Problem details:
I'd like the records transcribed exactly, leaving the images out.

Entries provided: Begin

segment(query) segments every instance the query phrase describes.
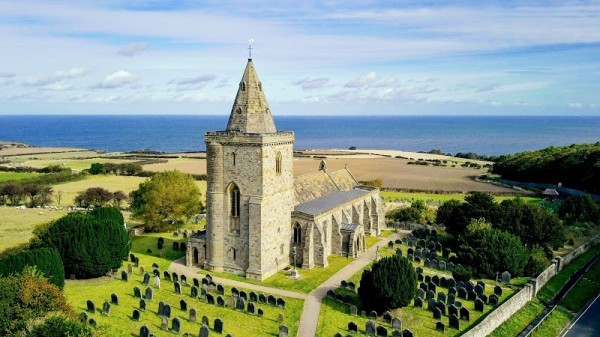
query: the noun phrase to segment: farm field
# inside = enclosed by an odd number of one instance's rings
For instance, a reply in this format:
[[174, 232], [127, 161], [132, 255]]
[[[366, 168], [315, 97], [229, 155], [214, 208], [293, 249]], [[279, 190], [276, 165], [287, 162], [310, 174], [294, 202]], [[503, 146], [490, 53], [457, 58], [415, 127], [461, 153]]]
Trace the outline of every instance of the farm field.
[[85, 169], [89, 169], [93, 163], [121, 164], [121, 163], [134, 162], [133, 160], [111, 159], [111, 158], [104, 158], [104, 157], [86, 158], [86, 159], [81, 159], [81, 158], [26, 159], [23, 161], [19, 161], [19, 160], [14, 160], [14, 161], [20, 162], [20, 164], [23, 166], [43, 168], [43, 167], [50, 166], [50, 165], [58, 165], [58, 166], [69, 167], [75, 171], [82, 171]]
[[29, 177], [36, 176], [38, 173], [27, 173], [27, 172], [0, 172], [0, 183], [21, 180]]
[[67, 210], [38, 208], [15, 209], [0, 206], [0, 252], [27, 243], [33, 237], [33, 229], [67, 214]]
[[69, 148], [69, 147], [10, 147], [3, 148], [0, 152], [1, 156], [14, 156], [33, 153], [59, 153], [59, 152], [83, 152], [89, 151], [86, 149]]
[[[411, 202], [412, 200], [423, 200], [423, 201], [432, 201], [432, 202], [444, 202], [451, 199], [464, 200], [466, 193], [425, 193], [425, 192], [396, 192], [396, 191], [381, 191], [381, 196], [383, 200], [386, 202], [395, 202], [396, 199], [399, 199], [400, 202], [406, 201]], [[494, 196], [497, 202], [501, 202], [506, 199], [513, 199], [514, 196]], [[528, 197], [522, 196], [520, 197], [523, 201], [527, 203], [538, 203], [542, 199], [538, 197]]]

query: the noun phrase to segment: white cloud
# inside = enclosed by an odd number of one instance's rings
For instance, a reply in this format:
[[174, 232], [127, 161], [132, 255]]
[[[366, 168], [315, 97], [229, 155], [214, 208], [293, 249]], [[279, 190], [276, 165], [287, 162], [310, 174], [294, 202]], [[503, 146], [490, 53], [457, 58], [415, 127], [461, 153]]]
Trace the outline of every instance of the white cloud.
[[59, 71], [54, 72], [54, 74], [52, 74], [50, 76], [46, 76], [46, 77], [40, 77], [40, 78], [31, 78], [30, 77], [23, 84], [32, 86], [32, 87], [46, 86], [49, 84], [56, 84], [60, 80], [63, 80], [63, 79], [73, 79], [73, 78], [83, 77], [89, 73], [90, 73], [90, 71], [85, 68], [71, 68], [68, 70], [59, 70]]
[[128, 45], [126, 45], [125, 47], [121, 48], [121, 50], [119, 50], [118, 54], [121, 56], [135, 56], [138, 54], [141, 54], [142, 52], [146, 51], [148, 49], [148, 44], [146, 43], [140, 43], [140, 42], [136, 42], [136, 43], [130, 43]]
[[304, 78], [294, 82], [295, 85], [299, 85], [302, 90], [314, 90], [322, 89], [329, 83], [329, 79], [326, 77], [319, 78]]
[[65, 91], [73, 88], [72, 84], [65, 83], [64, 81], [58, 81], [42, 86], [42, 89], [50, 91]]
[[0, 78], [13, 78], [15, 76], [15, 73], [0, 73]]
[[131, 74], [124, 70], [119, 70], [115, 73], [107, 75], [102, 82], [98, 83], [95, 87], [102, 89], [112, 89], [122, 87], [124, 85], [135, 83], [139, 80], [134, 74]]
[[205, 84], [206, 82], [211, 82], [217, 79], [215, 74], [203, 74], [195, 77], [187, 77], [181, 78], [178, 80], [169, 81], [169, 84], [177, 84], [177, 85], [195, 85], [195, 84]]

Entries provided: End

Answer to this problem:
segment(query) segments every instance the query phrase describes.
query: the noun phrase to segment: farm field
# inside = enclosed by an odd number of one instance's rings
For instance, a reply in this format:
[[174, 232], [127, 161], [132, 255]]
[[[366, 168], [315, 97], [229, 155], [214, 208], [293, 249]], [[279, 190], [276, 165], [287, 162], [310, 174], [294, 202]], [[503, 146], [490, 53], [457, 58], [415, 127], [461, 153]]]
Trace the outline of every instance of the farm field.
[[85, 169], [89, 169], [93, 163], [121, 164], [121, 163], [134, 162], [133, 160], [111, 159], [111, 158], [104, 158], [104, 157], [86, 158], [86, 159], [81, 159], [81, 158], [26, 159], [23, 161], [19, 161], [19, 160], [14, 160], [14, 161], [20, 162], [20, 164], [23, 166], [43, 168], [43, 167], [50, 166], [50, 165], [58, 165], [58, 166], [69, 167], [75, 171], [82, 171]]
[[29, 177], [36, 176], [38, 173], [27, 173], [27, 172], [0, 172], [0, 183], [21, 180]]
[[67, 210], [38, 208], [15, 209], [0, 206], [0, 252], [27, 243], [33, 237], [33, 229], [67, 214]]
[[69, 148], [69, 147], [10, 147], [3, 148], [0, 152], [1, 156], [14, 156], [33, 153], [59, 153], [59, 152], [83, 152], [89, 151], [86, 149]]
[[[411, 202], [412, 200], [423, 200], [423, 201], [432, 201], [432, 202], [444, 202], [451, 199], [464, 200], [466, 193], [425, 193], [425, 192], [396, 192], [396, 191], [381, 191], [381, 196], [383, 200], [386, 202], [395, 202], [396, 199], [399, 199], [400, 202], [406, 201]], [[494, 196], [497, 202], [501, 202], [506, 199], [513, 199], [514, 196]], [[528, 197], [522, 196], [520, 197], [523, 201], [527, 203], [538, 203], [542, 199], [538, 197]]]

query: the noun phrase to segment: white cloud
# inside = enclosed by an odd number of one instance's rings
For instance, a reply in this format:
[[174, 232], [127, 161], [132, 255]]
[[[366, 168], [315, 97], [229, 155], [214, 208], [293, 249]], [[279, 190], [276, 165], [287, 162], [310, 174], [294, 202]], [[503, 146], [490, 53], [457, 58], [415, 127], [461, 153]]]
Trace the outline of every instance of the white cloud.
[[59, 71], [54, 72], [54, 74], [52, 74], [50, 76], [46, 76], [46, 77], [40, 77], [40, 78], [31, 78], [30, 77], [23, 84], [32, 86], [32, 87], [46, 86], [49, 84], [56, 84], [60, 80], [63, 80], [63, 79], [73, 79], [73, 78], [83, 77], [89, 73], [90, 73], [90, 71], [85, 68], [71, 68], [68, 70], [59, 70]]
[[128, 45], [126, 45], [125, 47], [121, 48], [121, 50], [119, 50], [118, 54], [121, 56], [135, 56], [138, 54], [141, 54], [142, 52], [146, 51], [148, 49], [148, 44], [146, 43], [140, 43], [140, 42], [136, 42], [136, 43], [130, 43]]
[[304, 78], [294, 82], [295, 85], [299, 85], [302, 90], [314, 90], [322, 89], [329, 83], [329, 79], [326, 77], [319, 78]]
[[65, 91], [73, 88], [72, 84], [65, 83], [64, 81], [58, 81], [42, 86], [42, 89], [50, 91]]
[[0, 78], [13, 78], [15, 76], [15, 73], [0, 73]]
[[131, 74], [124, 70], [119, 70], [115, 73], [107, 75], [102, 82], [98, 83], [95, 87], [102, 89], [112, 89], [122, 87], [124, 85], [135, 83], [139, 80], [134, 74]]
[[205, 84], [206, 82], [211, 82], [217, 79], [215, 74], [203, 74], [195, 77], [187, 77], [181, 78], [178, 80], [169, 81], [169, 84], [177, 84], [177, 85], [195, 85], [195, 84]]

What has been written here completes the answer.